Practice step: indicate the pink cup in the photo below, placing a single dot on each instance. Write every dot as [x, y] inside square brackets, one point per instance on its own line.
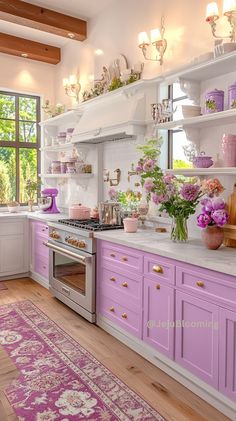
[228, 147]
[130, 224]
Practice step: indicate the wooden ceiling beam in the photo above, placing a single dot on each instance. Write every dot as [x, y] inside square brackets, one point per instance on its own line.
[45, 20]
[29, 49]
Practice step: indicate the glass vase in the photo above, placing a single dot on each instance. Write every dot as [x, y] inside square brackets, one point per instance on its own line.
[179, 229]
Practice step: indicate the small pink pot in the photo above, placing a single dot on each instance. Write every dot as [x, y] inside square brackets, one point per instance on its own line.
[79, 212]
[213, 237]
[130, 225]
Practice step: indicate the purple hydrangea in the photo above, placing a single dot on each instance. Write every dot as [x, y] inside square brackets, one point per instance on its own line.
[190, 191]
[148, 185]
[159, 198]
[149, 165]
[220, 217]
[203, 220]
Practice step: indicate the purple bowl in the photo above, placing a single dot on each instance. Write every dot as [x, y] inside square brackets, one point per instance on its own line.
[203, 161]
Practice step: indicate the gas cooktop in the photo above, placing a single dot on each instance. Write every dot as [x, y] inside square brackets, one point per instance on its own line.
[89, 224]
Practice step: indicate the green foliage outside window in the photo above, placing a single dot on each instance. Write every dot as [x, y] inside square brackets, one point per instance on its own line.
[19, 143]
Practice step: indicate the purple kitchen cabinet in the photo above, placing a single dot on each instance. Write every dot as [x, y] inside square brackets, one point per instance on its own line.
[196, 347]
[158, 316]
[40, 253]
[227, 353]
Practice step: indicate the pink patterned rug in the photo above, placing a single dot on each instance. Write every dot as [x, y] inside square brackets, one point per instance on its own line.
□ □ □
• Short exercise: Reproduce every row above word for word, leaving out the picture.

• Response to this task:
Practice step: indicate the pink cup in the photo below, placing a single dot on each instance. Write every dot as [x, y] inside square brackets, one point per instance on its own line.
[228, 147]
[130, 224]
Practice step: indicate the wooden ceiling beam in the photo above, placing a single dot on each instance. Write every dot as [x, y] inside square brackets, one point per instance on its own line.
[45, 20]
[29, 49]
Practice step: indicate the glass vase in the photo above, placing a single dot on each instance. Write every dot as [x, y] inside square brackets, one point per instance on its own line.
[179, 229]
Practice step: indicate the small pink pot in the photo above, placing a single dot on each instance. Write every dot as [x, y] inside square brackets, one point per instance on its own line.
[79, 212]
[213, 237]
[130, 225]
Practice step: indicate the purple hydrangea in the photo above, placing a single dot on each instance. Write every dot as [x, y] inside square brackets, one point per instance on its own line.
[190, 191]
[148, 185]
[159, 198]
[149, 165]
[220, 217]
[203, 220]
Practice step: indicate the purple bowl in the photo above, placing a single dot on each instance. Write every dot as [x, y] inside square brackets, one point per instance on its own line.
[203, 161]
Practice step: indicate the gas cooktop in the photo above, placing a single dot on each instance. Write every dot as [x, y] inside square brackets, one point per instance on its own line.
[89, 224]
Practice step: indicate the green foliage outside window in the photo above, placing a single dot on each instance. Write every dot as [x, y] inside square brackets, one point per instance on its own line.
[19, 143]
Practice step: indicate the purple kitchen cabinet in the photo above, placing a single dot on each instance. Write every dot as [x, y] inside square brackets, one point per instance on its own line.
[196, 347]
[158, 316]
[40, 253]
[227, 353]
Practice step: indicate the pink patterned rug in the photo above, placing a single dot on each instance. Write every dot as [x, y] inside square brackets, one point per instance on its own line.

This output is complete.